→ **To do**:
Take the entries below and retype them word for word, excluding the images.

(Natural-language object grounding data)
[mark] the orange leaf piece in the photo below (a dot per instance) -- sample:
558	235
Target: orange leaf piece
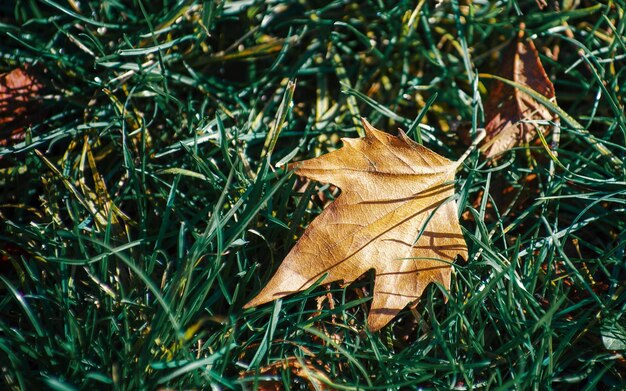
395	215
507	108
18	95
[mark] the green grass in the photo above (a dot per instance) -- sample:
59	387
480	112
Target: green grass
145	205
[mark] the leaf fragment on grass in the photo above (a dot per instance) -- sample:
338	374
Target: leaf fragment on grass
511	114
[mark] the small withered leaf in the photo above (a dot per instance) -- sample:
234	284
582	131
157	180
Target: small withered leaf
396	214
509	112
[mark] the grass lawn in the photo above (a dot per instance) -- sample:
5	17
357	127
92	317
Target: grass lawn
145	197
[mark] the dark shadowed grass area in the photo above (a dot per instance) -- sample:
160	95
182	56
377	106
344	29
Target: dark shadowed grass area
146	199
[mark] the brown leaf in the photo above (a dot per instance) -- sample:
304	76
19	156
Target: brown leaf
507	107
392	189
18	93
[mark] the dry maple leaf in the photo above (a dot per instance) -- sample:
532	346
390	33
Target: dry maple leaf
507	108
395	215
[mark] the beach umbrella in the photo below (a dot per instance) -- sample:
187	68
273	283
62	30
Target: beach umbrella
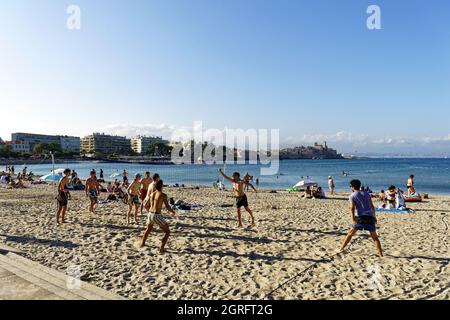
51	177
305	183
116	175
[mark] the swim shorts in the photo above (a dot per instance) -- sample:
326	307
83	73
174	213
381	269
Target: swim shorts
156	218
143	194
366	223
242	201
92	194
133	199
62	199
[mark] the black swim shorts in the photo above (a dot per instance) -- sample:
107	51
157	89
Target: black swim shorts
242	201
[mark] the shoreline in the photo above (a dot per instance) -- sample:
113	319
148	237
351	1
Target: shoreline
209	258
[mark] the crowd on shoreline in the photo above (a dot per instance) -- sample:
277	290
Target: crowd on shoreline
145	193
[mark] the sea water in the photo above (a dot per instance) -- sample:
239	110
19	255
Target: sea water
431	175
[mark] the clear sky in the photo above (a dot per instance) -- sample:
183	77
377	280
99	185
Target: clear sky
309	68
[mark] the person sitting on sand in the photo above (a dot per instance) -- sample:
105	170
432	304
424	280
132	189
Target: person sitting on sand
92	190
319	193
391	196
133	192
151	189
331	185
308	193
410	186
62	197
144	188
157	199
241	197
363	216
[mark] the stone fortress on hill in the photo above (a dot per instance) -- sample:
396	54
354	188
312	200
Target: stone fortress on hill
316	152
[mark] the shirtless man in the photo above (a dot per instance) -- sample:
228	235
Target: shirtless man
144	188
134	192
151	189
410	185
247	179
157	199
241	197
62	197
92	190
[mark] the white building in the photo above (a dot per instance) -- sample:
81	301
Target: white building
67	143
140	144
19	146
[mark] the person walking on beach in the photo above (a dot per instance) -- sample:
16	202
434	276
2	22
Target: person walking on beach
144	188
410	185
92	190
157	199
363	216
151	189
241	197
248	178
133	192
62	197
331	184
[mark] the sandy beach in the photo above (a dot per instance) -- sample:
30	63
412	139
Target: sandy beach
208	257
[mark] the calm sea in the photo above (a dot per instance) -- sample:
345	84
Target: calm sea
432	175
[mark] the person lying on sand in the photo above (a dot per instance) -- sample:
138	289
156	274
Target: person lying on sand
133	192
363	215
390	197
151	189
157	199
144	188
92	190
62	197
241	197
410	185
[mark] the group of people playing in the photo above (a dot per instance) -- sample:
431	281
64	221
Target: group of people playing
146	193
13	180
142	193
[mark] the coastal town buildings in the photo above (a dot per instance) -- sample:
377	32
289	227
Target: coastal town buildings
106	144
141	144
27	141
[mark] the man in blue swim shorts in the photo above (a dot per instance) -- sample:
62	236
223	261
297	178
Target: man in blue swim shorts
363	215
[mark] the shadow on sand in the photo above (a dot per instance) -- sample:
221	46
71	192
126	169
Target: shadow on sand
47	242
250	256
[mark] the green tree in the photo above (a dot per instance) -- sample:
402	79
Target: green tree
159	149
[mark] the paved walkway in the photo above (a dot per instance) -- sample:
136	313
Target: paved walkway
23	279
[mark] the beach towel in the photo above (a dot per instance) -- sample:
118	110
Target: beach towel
395	210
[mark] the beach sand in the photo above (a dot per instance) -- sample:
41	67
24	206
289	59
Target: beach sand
208	257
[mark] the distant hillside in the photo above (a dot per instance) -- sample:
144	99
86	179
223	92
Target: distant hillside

→ **Response to the task**:
[mark] the orange leaf piece in the photo below (a dot per instance) -- sample:
558	235
Target: orange leaf piece
395	215
507	108
18	95
[mark] the green grass in the photo above (a dot per instance) -- sample:
59	387
480	112
Target: green grass
145	205
[mark] the leaf fragment on grass in the photo above (a dot per instance) -- sample:
338	374
Target: leaf fragment on grass
511	114
[mark] the small withered leaf in the photo above (a dot per instance) -- sample:
234	284
582	131
157	180
Target: small withered leaf
396	214
509	112
[mark] the grass lawn in the photo above (a dot per instance) -- sample:
5	17
357	127
92	317
Target: grass lawn
145	197
[mark] the dark shadowed grass area in the photo above (a dot per instance) -- sample:
160	95
182	56
377	106
344	29
Target: dark shadowed grass area
146	199
[mark] the brown leaf in the photo above (a dot per instance) -- sample:
304	76
19	156
Target: brown leaf
507	107
392	189
18	93
[mark] the dry maple leaf in the photo above (a dot per instance) -- sample:
532	346
390	33
Target: dry maple leaf
507	108
395	215
[mark] the beach umbrella in the photo below (a dot per instance) -- sample:
187	68
273	283
62	30
Target: beach umbrella
51	177
305	183
116	175
[mark] the swim shorts in the photo above (a dot per instance) -- sample:
326	307
83	73
174	213
381	269
Target: swim shorts
156	218
143	194
366	223
242	201
92	194
133	199
62	199
[mark] the black swim shorts in the photo above (a dot per instance) -- sample:
107	51
157	89
Target: black swim shorts
242	201
[mark] the shoreline in the photo above (a dot per instance) -- sample:
113	319
148	237
351	1
Target: shoreline
209	258
[mark] the crowd on shoreline in the photo above (a dot per instance) -- sample:
277	290
Target: crowd on shoreline
145	193
[mark] the sea water in the photo above (a dot per instance) -- sample:
239	110
19	255
Target: sea water
431	175
[mark] the clear sky in the photo above (a dot per instance) -- sample:
183	77
377	280
99	185
Target: clear sky
309	68
[mark] the person sitting on sand in the photo above (a dot per instance) -- sample:
105	170
432	304
424	280
132	189
Target: person sitting on sand
92	190
319	193
391	196
133	192
151	189
331	185
308	193
410	186
62	197
144	188
157	199
241	197
363	216
[mark] the stone fortress on hill in the photo above (a dot per instance) -- sample:
396	54
354	188
312	200
Target: stone fortress on hill
316	152
[mark] the shirtless man in the photo above (a dot per instance) -- sample:
228	235
Target: shirtless man
144	188
134	192
151	189
410	185
247	179
157	199
241	197
62	197
92	190
[mark] the white building in the photo above (a dot per instance) -- sample:
81	301
Target: white building
67	143
140	144
19	146
[mark] the person walking on beach in the photo above (a dot per instance) -- sample:
16	202
434	276
2	22
Target: person walking on beach
144	188
410	185
92	190
157	199
363	216
151	189
241	197
248	178
133	192
62	197
331	184
[mark] the sandy beach in the photo above (a dot per instance) -- sample:
30	63
412	139
Target: sandy beach
208	257
[mark] the calm sea in the photo above (a dot per instance) -- sample:
345	84
Target: calm sea
432	175
[mark] the person lying on sand in the photo above (a dot per instance) -- sample:
138	289
156	274
Target: person lying on sand
133	192
363	215
390	197
151	189
157	199
144	188
92	190
62	197
241	197
410	185
[mark] the group of people playing in the photo above (a dot per instance) -- sample:
431	281
64	221
Target: group of people playing
146	193
13	180
142	193
[mark] the coastal town buildings in the photo above (a dot per instance) -- sample:
377	32
289	227
Target: coastal town buildings
106	144
141	144
27	141
[mark] the man in blue swim shorts in the photo above (a dot per instance) -- sample:
62	236
223	261
297	178
Target: man in blue swim shorts
363	215
[mark] the shadow on sand in the photo above (a dot per instance) -- sample:
221	46
71	192
126	169
Target: shadow on sand
47	242
250	256
[mark] the green tree in the photo above (a dot per instance) -- sample:
402	79
Target: green tree
159	149
[mark] the paved walkway in the photo above (a dot per instance) -- sample:
136	313
Target: paved walkway
23	279
[mark] the beach towel in the photo above (a dot per instance) -- sample:
118	110
Target: beach towel
395	210
[mark] the beach sand in the photo above (a dot per instance) -- sample:
41	67
24	206
289	59
Target: beach sand
208	257
[mark] the distant hillside in the photo above (a dot per instance) -- sample:
144	99
86	179
223	92
Target: distant hillside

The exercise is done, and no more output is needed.